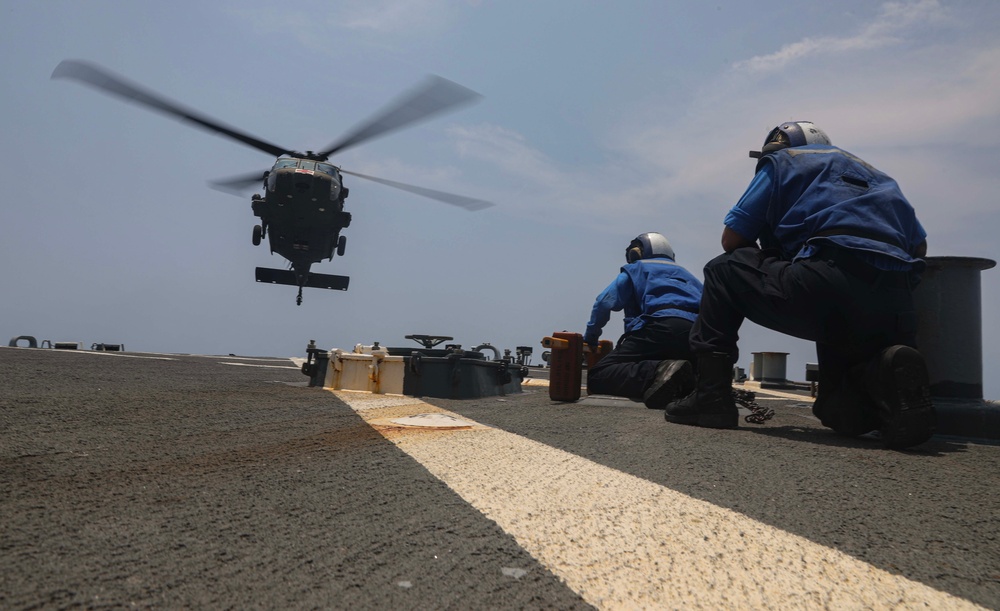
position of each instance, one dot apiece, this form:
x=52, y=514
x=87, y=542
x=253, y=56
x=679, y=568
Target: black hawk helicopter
x=302, y=209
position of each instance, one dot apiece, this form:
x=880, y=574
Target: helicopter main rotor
x=432, y=97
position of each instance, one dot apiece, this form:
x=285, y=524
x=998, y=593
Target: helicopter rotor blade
x=98, y=77
x=461, y=201
x=238, y=184
x=433, y=96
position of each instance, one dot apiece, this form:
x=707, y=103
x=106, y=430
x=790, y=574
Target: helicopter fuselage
x=302, y=211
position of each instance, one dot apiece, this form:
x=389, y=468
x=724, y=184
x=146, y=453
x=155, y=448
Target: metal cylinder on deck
x=948, y=302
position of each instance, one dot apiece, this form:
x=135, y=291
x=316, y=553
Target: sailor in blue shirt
x=660, y=301
x=839, y=252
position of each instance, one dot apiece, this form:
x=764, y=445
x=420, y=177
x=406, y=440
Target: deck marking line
x=620, y=541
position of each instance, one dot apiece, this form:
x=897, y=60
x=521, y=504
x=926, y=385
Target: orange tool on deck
x=566, y=363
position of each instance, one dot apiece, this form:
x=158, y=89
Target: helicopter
x=301, y=210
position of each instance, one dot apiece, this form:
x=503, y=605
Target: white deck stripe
x=620, y=541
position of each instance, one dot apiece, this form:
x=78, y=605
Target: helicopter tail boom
x=312, y=280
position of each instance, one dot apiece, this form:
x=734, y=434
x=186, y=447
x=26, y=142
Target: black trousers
x=850, y=309
x=628, y=369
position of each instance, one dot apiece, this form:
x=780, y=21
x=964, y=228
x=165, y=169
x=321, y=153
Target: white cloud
x=888, y=28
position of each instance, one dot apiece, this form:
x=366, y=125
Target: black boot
x=844, y=406
x=711, y=404
x=899, y=383
x=671, y=380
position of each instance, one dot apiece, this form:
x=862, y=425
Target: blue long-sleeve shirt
x=646, y=289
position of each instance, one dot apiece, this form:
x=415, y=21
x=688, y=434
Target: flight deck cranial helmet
x=648, y=246
x=792, y=133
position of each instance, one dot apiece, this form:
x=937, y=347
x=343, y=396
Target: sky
x=598, y=122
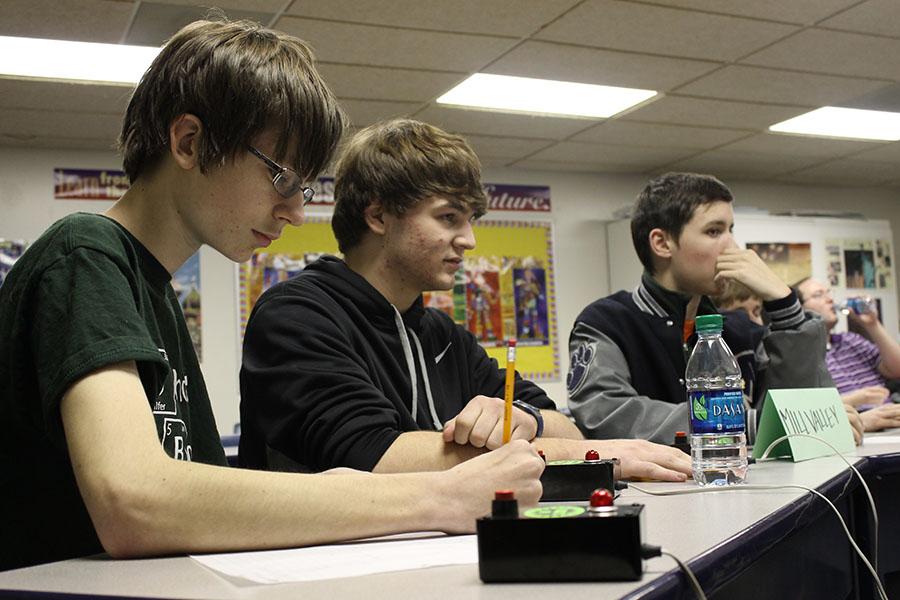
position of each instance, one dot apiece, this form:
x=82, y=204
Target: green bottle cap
x=708, y=323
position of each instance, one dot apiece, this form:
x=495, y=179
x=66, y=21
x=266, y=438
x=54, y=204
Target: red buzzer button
x=600, y=498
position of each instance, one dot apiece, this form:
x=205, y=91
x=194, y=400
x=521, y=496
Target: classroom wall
x=582, y=204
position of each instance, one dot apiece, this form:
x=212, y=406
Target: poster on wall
x=859, y=263
x=10, y=251
x=883, y=276
x=791, y=262
x=504, y=289
x=835, y=268
x=186, y=283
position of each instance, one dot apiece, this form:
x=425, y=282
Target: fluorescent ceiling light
x=58, y=59
x=834, y=121
x=543, y=96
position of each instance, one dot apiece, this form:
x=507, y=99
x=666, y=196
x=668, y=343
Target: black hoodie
x=327, y=370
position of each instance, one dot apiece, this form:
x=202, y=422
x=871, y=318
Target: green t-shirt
x=85, y=295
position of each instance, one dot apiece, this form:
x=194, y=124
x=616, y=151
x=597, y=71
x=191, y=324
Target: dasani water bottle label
x=717, y=411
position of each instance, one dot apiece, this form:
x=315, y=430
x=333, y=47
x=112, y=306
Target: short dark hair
x=239, y=78
x=398, y=163
x=668, y=202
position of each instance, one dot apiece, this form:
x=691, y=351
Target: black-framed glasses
x=287, y=181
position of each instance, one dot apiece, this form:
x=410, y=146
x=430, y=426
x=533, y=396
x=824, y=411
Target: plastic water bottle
x=858, y=305
x=713, y=378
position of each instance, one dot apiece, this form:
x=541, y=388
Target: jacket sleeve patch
x=579, y=363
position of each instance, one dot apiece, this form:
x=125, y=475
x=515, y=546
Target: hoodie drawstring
x=410, y=365
x=437, y=422
x=407, y=353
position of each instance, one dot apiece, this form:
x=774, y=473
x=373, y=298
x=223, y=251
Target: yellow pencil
x=510, y=390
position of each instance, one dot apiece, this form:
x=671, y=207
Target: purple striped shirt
x=853, y=362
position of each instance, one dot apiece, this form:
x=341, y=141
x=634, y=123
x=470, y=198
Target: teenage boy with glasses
x=343, y=365
x=100, y=389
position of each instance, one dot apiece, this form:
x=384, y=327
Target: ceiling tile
x=847, y=171
x=383, y=46
x=875, y=16
x=802, y=12
x=796, y=145
x=63, y=95
x=713, y=113
x=260, y=6
x=56, y=143
x=154, y=23
x=504, y=147
x=590, y=65
x=573, y=167
x=84, y=21
x=637, y=157
x=365, y=112
x=511, y=18
x=501, y=124
x=41, y=123
x=379, y=83
x=882, y=153
x=757, y=84
x=833, y=52
x=733, y=164
x=639, y=28
x=617, y=131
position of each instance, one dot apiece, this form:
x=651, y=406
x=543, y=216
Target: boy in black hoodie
x=343, y=366
x=109, y=441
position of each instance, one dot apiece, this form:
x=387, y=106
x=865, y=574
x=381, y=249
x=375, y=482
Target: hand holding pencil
x=509, y=389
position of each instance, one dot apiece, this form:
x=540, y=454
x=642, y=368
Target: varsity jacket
x=333, y=373
x=628, y=358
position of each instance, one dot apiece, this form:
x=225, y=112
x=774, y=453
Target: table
x=748, y=544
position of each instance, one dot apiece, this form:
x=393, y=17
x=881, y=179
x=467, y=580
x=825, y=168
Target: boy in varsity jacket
x=629, y=350
x=343, y=366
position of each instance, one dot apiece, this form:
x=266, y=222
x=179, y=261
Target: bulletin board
x=504, y=289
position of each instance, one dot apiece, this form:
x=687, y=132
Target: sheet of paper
x=344, y=560
x=872, y=440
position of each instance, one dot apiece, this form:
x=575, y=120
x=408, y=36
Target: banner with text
x=89, y=184
x=520, y=198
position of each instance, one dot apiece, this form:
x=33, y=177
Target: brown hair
x=239, y=78
x=399, y=163
x=734, y=292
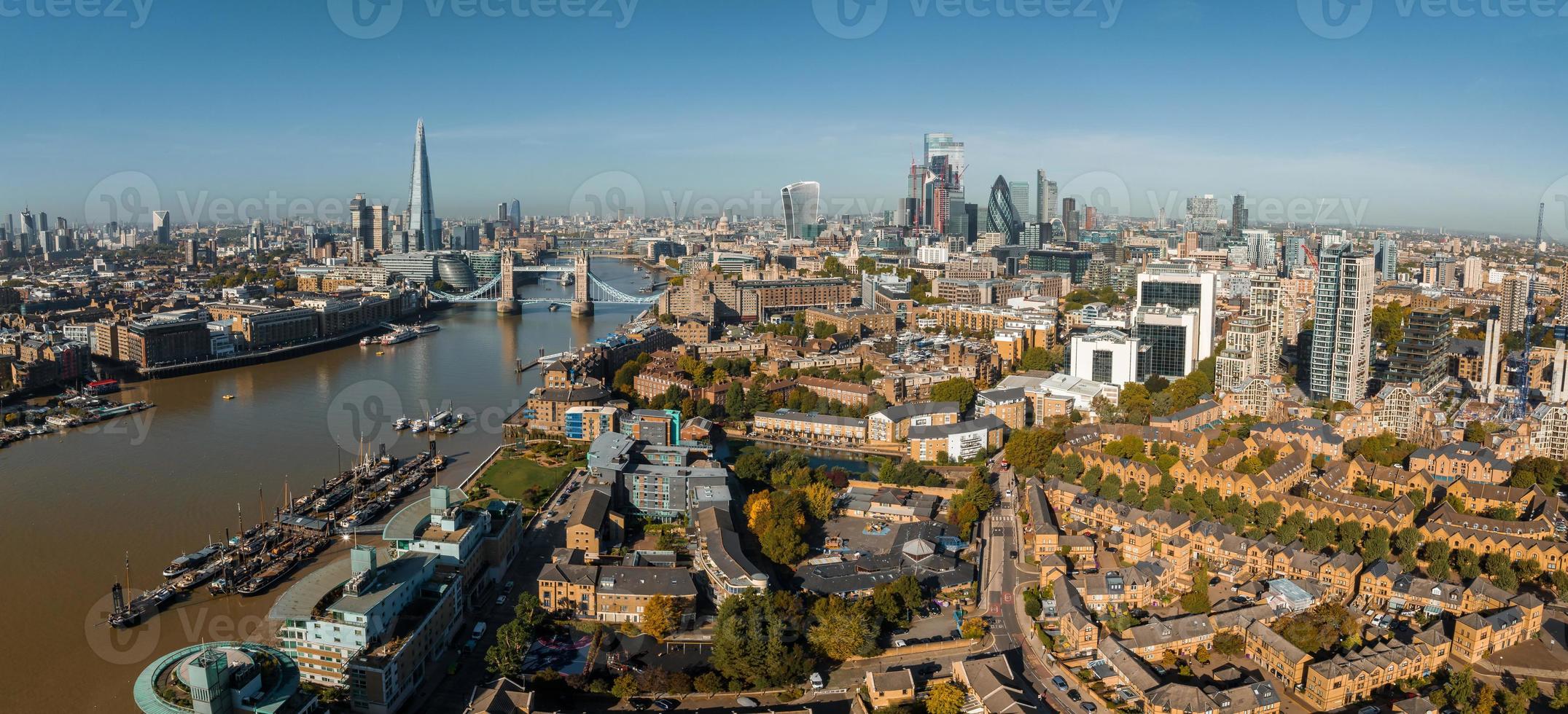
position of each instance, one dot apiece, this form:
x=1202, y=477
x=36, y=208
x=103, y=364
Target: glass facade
x=1178, y=295
x=1101, y=366
x=1002, y=215
x=1166, y=351
x=800, y=207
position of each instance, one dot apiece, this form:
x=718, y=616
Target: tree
x=756, y=641
x=1197, y=600
x=1468, y=562
x=625, y=686
x=956, y=391
x=662, y=616
x=515, y=638
x=708, y=683
x=736, y=401
x=944, y=699
x=819, y=498
x=841, y=628
x=1042, y=359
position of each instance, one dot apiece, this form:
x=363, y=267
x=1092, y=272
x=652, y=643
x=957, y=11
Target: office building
x=1104, y=356
x=160, y=227
x=1515, y=302
x=1238, y=215
x=943, y=144
x=1385, y=257
x=1245, y=353
x=1021, y=204
x=1269, y=302
x=1473, y=275
x=1002, y=215
x=1070, y=219
x=1203, y=213
x=800, y=207
x=1045, y=197
x=421, y=208
x=1423, y=354
x=1341, y=356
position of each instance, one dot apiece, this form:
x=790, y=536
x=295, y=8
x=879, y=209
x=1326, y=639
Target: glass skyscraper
x=1002, y=215
x=800, y=207
x=421, y=208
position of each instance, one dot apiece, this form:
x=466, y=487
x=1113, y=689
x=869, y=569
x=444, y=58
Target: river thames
x=163, y=481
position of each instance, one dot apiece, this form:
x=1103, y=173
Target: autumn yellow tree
x=944, y=699
x=760, y=506
x=662, y=616
x=819, y=498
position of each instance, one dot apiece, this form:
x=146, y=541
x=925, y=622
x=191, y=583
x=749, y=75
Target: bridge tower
x=582, y=305
x=507, y=293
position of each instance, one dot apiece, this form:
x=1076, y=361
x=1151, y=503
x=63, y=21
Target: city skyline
x=1265, y=129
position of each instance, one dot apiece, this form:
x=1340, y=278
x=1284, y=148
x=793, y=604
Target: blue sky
x=1415, y=121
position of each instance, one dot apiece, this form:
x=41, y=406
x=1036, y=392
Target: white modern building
x=1343, y=323
x=802, y=207
x=1104, y=356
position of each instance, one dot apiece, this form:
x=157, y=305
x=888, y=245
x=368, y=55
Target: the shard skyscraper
x=421, y=208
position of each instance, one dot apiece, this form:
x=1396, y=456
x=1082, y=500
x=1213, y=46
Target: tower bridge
x=502, y=290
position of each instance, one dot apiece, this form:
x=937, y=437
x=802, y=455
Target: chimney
x=361, y=561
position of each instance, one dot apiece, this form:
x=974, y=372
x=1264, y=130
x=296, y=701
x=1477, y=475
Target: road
x=1002, y=581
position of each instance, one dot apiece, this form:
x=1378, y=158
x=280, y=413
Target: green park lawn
x=526, y=481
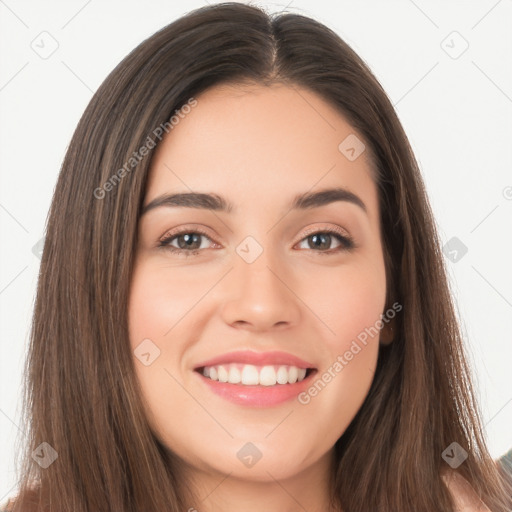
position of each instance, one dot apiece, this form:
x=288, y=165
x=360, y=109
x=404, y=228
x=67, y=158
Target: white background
x=456, y=112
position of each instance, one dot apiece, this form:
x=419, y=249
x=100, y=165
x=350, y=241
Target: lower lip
x=256, y=396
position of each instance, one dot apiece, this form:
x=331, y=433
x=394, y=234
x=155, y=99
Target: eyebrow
x=217, y=203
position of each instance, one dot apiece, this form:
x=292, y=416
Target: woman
x=190, y=348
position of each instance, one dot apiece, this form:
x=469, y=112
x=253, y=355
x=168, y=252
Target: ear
x=388, y=332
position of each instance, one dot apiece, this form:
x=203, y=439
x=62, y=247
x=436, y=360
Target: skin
x=258, y=147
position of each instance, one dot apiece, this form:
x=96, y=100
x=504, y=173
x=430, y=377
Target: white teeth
x=267, y=376
x=282, y=375
x=250, y=375
x=234, y=375
x=223, y=374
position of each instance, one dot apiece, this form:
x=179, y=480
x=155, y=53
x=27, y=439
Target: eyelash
x=346, y=242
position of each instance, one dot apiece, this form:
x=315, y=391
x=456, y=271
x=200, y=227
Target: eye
x=322, y=240
x=189, y=243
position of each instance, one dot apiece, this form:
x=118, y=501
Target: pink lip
x=257, y=396
x=257, y=359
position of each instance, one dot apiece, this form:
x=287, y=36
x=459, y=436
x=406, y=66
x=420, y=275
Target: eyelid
x=191, y=228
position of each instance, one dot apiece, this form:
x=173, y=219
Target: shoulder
x=465, y=498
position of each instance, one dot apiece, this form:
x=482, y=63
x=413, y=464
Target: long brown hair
x=81, y=394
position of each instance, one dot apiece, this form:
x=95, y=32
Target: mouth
x=253, y=375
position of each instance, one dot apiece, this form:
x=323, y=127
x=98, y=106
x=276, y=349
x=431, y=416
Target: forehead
x=254, y=142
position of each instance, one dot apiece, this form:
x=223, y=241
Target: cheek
x=159, y=299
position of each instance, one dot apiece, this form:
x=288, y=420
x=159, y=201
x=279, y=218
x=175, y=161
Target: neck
x=308, y=490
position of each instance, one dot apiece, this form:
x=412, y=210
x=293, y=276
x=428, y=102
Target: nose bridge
x=260, y=295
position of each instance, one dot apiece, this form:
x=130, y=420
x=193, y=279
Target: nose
x=260, y=296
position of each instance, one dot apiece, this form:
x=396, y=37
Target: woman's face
x=259, y=292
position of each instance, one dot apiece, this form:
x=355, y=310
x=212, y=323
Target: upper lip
x=257, y=359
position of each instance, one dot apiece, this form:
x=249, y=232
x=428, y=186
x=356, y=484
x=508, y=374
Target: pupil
x=189, y=240
x=323, y=236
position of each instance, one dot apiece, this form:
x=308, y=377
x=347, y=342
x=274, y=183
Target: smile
x=251, y=375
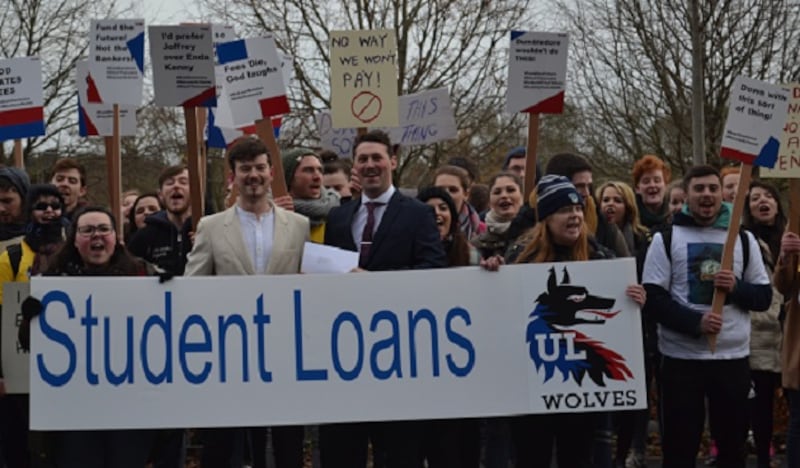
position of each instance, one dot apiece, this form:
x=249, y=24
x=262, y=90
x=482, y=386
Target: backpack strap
x=15, y=257
x=745, y=248
x=666, y=237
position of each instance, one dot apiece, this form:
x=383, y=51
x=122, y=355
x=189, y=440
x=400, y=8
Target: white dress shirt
x=258, y=234
x=360, y=219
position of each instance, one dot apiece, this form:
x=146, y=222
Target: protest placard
x=14, y=359
x=425, y=117
x=98, y=119
x=252, y=81
x=116, y=61
x=21, y=101
x=183, y=65
x=756, y=117
x=364, y=79
x=788, y=163
x=537, y=72
x=262, y=352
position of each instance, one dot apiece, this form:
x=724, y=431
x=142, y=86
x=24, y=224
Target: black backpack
x=15, y=257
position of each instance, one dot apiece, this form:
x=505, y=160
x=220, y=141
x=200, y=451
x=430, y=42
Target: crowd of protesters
x=674, y=229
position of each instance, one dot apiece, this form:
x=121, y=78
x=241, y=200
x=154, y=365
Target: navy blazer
x=407, y=237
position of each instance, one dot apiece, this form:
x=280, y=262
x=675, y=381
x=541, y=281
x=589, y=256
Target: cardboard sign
x=221, y=137
x=788, y=163
x=98, y=119
x=15, y=360
x=252, y=81
x=537, y=72
x=364, y=79
x=133, y=353
x=21, y=101
x=183, y=65
x=116, y=61
x=756, y=115
x=425, y=118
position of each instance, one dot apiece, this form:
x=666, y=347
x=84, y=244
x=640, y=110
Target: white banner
x=14, y=359
x=537, y=72
x=183, y=65
x=98, y=119
x=21, y=99
x=301, y=349
x=252, y=80
x=756, y=114
x=788, y=164
x=116, y=61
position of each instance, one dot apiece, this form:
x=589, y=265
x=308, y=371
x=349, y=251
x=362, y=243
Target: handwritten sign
x=21, y=101
x=537, y=72
x=425, y=118
x=788, y=164
x=98, y=119
x=142, y=354
x=756, y=115
x=364, y=79
x=183, y=65
x=252, y=81
x=15, y=360
x=116, y=61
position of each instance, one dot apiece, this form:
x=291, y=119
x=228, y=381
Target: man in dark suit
x=391, y=232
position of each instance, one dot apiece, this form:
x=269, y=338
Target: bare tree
x=458, y=44
x=634, y=65
x=55, y=31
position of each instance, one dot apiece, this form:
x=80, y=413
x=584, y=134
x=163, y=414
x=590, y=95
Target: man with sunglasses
x=44, y=234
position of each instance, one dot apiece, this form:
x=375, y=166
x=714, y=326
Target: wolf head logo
x=555, y=346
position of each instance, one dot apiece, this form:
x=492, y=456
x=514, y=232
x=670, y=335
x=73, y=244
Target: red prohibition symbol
x=366, y=106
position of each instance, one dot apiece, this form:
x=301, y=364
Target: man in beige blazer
x=253, y=237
+++++
_WHAT IS BEING ASKED_.
Quote the data above exactly from the line with "x=135, y=291" to the line with "x=521, y=496", both ends counted, and nothing else. Pictures don't go in.

_SOLUTION FOR THIS TASK_.
x=135, y=291
x=316, y=553
Target: sailor in blue shirt
x=660, y=301
x=839, y=252
position of each instance, one dot apiece, this form:
x=764, y=445
x=420, y=177
x=406, y=440
Target: deck marking line
x=620, y=541
position of each instance, one dot apiece, this form:
x=897, y=60
x=521, y=504
x=926, y=385
Target: orange tool on deck
x=566, y=363
position of each instance, one dot apiece, this form:
x=158, y=89
Target: helicopter
x=301, y=210
position of each instance, one dot apiece, this form:
x=503, y=605
Target: white deck stripe
x=620, y=541
position of each instance, one dot apiece, this form:
x=78, y=605
Target: helicopter tail boom
x=312, y=280
position of each instance, one dot apiece, this form:
x=734, y=434
x=186, y=447
x=26, y=142
Target: black trousers
x=850, y=309
x=628, y=369
position of each instance, one dot apiece, this form:
x=780, y=21
x=964, y=228
x=165, y=169
x=321, y=153
Target: white cloud
x=888, y=28
position of each instance, one dot apiece, this form:
x=366, y=125
Target: black boot
x=844, y=406
x=711, y=404
x=899, y=383
x=671, y=380
position of each instance, one dot apiece, this form:
x=862, y=425
Target: blue long-sleeve shirt
x=646, y=289
position of each instance, one dot apiece, this form:
x=415, y=21
x=688, y=434
Target: flight deck cranial helmet
x=648, y=246
x=792, y=133
position of each instance, one dot apiece, this form:
x=937, y=347
x=343, y=396
Target: sky
x=598, y=122
position of each instance, one dot apiece, this form:
x=82, y=204
Target: green bottle cap
x=708, y=323
position of each instance, one dot apiece, this form:
x=495, y=179
x=66, y=21
x=266, y=438
x=54, y=204
Target: red buzzer button
x=600, y=498
position of each instance, one dot apiece, this form:
x=205, y=91
x=194, y=400
x=521, y=496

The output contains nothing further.